Records shown: Begin

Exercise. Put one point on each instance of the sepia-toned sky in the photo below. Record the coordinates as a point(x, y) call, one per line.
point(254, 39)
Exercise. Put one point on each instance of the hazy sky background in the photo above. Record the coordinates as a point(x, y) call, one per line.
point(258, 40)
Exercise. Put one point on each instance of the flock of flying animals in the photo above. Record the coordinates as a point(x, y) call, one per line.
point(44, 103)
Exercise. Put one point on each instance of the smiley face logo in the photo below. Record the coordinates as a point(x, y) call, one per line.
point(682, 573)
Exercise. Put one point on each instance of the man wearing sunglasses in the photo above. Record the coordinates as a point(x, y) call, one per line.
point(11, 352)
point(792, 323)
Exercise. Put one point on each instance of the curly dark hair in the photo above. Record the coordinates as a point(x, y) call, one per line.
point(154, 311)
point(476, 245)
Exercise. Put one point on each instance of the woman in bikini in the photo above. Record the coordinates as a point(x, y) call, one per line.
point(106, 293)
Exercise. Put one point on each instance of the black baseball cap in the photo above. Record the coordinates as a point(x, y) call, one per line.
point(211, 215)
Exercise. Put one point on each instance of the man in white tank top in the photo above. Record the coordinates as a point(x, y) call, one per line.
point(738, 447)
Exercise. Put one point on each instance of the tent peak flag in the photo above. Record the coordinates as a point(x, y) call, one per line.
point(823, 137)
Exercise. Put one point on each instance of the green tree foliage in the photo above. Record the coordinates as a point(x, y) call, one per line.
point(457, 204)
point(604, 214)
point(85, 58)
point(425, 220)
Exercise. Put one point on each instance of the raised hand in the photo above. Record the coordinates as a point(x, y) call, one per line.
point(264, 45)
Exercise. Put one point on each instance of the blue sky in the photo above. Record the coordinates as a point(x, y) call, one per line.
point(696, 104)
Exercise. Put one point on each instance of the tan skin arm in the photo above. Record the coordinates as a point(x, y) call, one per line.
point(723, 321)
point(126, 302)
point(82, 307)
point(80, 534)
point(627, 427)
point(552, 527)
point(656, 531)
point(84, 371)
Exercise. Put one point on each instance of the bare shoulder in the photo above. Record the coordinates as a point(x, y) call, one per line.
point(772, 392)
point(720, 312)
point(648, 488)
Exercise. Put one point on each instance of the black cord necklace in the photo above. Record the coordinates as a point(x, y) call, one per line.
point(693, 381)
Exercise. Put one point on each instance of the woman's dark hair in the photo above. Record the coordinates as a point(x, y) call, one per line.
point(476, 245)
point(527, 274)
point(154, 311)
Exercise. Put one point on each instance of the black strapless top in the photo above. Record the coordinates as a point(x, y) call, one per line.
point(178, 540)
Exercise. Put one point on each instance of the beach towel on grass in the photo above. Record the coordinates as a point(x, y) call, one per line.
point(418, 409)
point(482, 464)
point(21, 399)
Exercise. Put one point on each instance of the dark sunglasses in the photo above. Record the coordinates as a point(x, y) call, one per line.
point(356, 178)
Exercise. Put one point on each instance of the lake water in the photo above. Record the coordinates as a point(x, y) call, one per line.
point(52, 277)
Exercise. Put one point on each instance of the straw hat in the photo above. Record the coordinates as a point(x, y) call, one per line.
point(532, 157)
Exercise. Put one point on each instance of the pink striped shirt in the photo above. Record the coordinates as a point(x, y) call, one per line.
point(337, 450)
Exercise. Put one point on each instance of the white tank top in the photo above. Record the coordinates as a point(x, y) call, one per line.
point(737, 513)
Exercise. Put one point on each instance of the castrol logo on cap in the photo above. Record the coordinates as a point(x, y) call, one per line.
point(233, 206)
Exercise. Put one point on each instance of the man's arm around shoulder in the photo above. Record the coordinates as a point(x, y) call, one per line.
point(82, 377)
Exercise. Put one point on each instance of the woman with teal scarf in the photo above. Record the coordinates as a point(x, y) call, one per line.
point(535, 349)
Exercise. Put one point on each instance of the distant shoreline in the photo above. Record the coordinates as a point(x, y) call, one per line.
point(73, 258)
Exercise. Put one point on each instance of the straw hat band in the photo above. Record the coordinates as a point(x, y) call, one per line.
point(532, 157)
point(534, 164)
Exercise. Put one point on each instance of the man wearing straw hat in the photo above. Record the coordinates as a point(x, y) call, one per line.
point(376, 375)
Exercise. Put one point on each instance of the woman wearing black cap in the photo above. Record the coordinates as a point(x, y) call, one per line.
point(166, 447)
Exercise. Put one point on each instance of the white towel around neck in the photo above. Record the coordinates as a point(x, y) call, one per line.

Records shown: End

> Exercise directions: From the line holding "Exercise. Put one point on each instance of the white tank" to the final line of the data, output each line exactly and nothing more.

> Answer:
Exercise. Put one point on each instance of the white tank top in the photo above. Record the coordinates as a point(x, y) call, one per line.
point(737, 513)
Exercise. Put one point on each instance of the castrol logo on cap in the photo above. Record the coordinates as a point(x, y) call, one per line.
point(233, 206)
Exercise. Put one point on each instance of the man's arm around shoulder in the photo above. Record the coordinates as a point(x, y) call, one per line.
point(82, 377)
Exercise. Put one point on each instance of the woman with teal scarf in the photo above. Record the coordinates as a point(x, y) call, one per line.
point(535, 349)
Exercise. Put one point on each instance of the distant shoreline in the photo above. Record the coordinates as a point(x, y) call, one per line.
point(73, 258)
Exercise. Put one point on each instance of the straw hat band in the photo above. Record the coordinates as a point(x, y) call, one per line.
point(532, 157)
point(534, 164)
Exercise. Put one point on each instance of the man wearing straw hat in the photo above. Record the coordinates as a point(x, y) call, one per line.
point(376, 375)
Exercise. Put one point on each instance of the woman wearing black cap in the photo above. Record the coordinates as a point(x, y) call, one per line.
point(166, 447)
Exercise. Put one point on each instance of the white towel around neck in the photo above. Record the coordinates as a point(x, y) call, one per line.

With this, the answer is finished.